[Location annotation dataset excerpts]

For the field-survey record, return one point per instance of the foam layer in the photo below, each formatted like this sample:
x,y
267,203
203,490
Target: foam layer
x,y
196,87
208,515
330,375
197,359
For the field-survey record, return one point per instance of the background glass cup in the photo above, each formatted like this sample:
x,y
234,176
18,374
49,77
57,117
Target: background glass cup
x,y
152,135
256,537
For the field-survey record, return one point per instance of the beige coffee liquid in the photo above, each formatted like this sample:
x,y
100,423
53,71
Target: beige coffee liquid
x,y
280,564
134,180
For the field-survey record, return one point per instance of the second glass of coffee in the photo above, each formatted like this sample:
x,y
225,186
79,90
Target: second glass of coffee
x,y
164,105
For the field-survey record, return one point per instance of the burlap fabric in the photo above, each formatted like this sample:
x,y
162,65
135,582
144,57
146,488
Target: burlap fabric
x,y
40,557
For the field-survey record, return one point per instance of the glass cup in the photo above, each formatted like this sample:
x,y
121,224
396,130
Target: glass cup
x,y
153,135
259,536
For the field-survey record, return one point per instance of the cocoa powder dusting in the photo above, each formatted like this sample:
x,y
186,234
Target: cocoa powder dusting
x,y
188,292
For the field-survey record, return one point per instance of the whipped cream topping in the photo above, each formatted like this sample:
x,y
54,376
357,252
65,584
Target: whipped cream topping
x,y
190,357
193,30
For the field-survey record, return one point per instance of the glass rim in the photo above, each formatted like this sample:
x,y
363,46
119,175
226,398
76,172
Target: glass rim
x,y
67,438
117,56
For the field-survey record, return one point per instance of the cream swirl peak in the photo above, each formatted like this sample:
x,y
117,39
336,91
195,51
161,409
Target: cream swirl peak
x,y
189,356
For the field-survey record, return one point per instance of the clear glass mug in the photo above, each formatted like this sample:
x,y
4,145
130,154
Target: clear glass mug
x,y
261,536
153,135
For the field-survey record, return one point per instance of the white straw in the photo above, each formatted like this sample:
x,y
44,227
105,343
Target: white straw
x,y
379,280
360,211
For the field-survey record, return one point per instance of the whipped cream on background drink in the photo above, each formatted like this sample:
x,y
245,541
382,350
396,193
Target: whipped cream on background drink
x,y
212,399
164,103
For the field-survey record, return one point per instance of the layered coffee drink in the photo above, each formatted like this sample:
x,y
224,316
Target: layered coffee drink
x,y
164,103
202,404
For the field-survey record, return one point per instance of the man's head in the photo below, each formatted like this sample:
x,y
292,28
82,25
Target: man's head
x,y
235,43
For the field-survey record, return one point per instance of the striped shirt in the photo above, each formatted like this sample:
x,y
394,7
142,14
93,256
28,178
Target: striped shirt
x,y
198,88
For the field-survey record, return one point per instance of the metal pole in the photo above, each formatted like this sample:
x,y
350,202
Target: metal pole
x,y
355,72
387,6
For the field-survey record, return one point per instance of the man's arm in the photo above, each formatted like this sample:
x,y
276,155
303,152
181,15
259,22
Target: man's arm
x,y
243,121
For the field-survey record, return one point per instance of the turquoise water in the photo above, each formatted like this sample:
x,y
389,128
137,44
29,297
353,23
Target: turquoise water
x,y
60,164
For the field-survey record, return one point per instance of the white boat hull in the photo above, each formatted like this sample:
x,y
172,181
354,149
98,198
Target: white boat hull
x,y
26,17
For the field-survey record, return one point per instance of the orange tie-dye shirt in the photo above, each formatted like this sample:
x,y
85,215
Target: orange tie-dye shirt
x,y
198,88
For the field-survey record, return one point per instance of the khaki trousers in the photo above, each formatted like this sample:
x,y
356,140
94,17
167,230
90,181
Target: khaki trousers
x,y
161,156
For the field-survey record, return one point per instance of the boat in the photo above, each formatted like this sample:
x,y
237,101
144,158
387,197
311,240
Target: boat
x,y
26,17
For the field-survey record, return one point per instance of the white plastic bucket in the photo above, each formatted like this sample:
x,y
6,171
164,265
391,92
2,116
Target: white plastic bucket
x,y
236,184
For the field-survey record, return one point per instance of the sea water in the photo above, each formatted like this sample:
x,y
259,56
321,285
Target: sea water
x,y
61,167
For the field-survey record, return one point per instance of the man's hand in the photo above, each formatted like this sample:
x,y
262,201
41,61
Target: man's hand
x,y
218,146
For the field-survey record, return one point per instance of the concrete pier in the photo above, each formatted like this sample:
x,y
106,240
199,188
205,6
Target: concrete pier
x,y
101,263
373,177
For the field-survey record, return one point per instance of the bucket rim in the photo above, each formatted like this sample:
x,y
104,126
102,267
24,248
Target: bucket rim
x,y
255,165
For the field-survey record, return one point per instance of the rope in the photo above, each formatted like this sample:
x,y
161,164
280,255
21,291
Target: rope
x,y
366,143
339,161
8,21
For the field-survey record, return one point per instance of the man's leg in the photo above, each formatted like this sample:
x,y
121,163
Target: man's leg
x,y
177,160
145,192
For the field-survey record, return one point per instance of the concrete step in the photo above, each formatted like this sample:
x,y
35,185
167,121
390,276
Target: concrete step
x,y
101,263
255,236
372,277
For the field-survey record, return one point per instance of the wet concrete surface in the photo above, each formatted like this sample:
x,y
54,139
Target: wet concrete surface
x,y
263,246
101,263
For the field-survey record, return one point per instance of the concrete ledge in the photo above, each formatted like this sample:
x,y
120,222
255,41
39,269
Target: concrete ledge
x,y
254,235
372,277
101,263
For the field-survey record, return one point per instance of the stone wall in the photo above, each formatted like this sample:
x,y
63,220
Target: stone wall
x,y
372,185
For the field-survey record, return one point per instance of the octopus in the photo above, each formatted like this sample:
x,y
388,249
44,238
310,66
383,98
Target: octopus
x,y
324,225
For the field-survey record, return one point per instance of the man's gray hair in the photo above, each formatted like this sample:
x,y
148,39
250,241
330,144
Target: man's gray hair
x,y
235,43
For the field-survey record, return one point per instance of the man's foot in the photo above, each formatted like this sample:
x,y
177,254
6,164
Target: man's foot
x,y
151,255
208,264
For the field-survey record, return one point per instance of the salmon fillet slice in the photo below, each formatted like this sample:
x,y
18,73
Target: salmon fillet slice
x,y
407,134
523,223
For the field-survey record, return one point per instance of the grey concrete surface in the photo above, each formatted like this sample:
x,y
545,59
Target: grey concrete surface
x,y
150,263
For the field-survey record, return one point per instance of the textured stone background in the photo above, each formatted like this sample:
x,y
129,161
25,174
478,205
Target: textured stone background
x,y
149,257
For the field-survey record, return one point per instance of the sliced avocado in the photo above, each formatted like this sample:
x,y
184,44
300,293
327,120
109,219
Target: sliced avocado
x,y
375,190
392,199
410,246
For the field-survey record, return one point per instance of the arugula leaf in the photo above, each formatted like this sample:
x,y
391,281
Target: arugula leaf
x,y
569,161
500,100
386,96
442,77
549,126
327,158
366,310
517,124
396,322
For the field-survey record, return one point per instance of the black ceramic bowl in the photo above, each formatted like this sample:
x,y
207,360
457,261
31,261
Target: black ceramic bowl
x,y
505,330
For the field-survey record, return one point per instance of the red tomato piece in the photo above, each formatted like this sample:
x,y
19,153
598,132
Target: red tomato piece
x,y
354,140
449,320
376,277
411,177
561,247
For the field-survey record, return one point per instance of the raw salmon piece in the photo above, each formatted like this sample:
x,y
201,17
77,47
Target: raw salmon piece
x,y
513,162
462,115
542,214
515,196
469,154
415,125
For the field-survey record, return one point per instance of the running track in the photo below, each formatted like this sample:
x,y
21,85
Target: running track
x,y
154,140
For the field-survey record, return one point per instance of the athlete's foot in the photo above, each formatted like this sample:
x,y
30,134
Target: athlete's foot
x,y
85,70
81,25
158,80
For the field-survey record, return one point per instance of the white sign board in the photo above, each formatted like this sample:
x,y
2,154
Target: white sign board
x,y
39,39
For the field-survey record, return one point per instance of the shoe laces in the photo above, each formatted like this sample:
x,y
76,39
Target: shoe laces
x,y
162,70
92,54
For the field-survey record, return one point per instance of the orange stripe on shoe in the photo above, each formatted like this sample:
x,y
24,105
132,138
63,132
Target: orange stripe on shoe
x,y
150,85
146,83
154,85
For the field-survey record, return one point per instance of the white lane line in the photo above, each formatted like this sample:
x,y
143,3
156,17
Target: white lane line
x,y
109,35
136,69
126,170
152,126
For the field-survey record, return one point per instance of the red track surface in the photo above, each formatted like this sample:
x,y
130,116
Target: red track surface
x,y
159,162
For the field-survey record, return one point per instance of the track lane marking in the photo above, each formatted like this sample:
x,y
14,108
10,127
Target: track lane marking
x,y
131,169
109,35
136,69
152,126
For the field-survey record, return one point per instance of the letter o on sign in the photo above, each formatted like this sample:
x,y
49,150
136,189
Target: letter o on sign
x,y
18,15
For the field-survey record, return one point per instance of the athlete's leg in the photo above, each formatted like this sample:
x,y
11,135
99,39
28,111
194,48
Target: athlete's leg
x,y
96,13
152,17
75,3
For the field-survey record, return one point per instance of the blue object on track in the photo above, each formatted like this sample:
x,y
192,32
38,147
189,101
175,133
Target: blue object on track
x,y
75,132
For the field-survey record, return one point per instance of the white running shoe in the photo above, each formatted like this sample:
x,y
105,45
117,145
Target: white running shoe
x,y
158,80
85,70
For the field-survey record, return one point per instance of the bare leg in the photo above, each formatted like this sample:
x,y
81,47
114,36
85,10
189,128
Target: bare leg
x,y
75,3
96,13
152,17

- **SHORT PROBLEM**: Give back exactly the lines from the line holding "of the letter" through the last line of the listing, including both.

- **ANSWER BELOW**:
For the field-survey record, return one point per instance of the letter o on sign in the photo above, each formatted like this sample:
x,y
49,150
136,189
Target: letter o on sign
x,y
18,15
For the field-survey record, return one point per instance of the athlete's leg in the photo above, each formatted like this sample:
x,y
11,135
99,39
28,111
194,48
Target: athlete's leg
x,y
96,13
152,17
75,3
For the field-survey record, return one point per instance of the blue object on track in the photo above, each formatted like this sample:
x,y
192,32
38,147
189,101
175,133
Target: blue object on track
x,y
75,132
For the field-survey record, return one point per instance of the white running shoe in the photo above, each formatted like this sample:
x,y
105,45
117,145
Target: white running shoe
x,y
158,80
85,70
For the field-survey record, return one point per instance of the bare leg in the photo above, each formatted like this sample:
x,y
81,47
114,36
85,10
189,128
Target: bare leg
x,y
75,3
96,13
152,17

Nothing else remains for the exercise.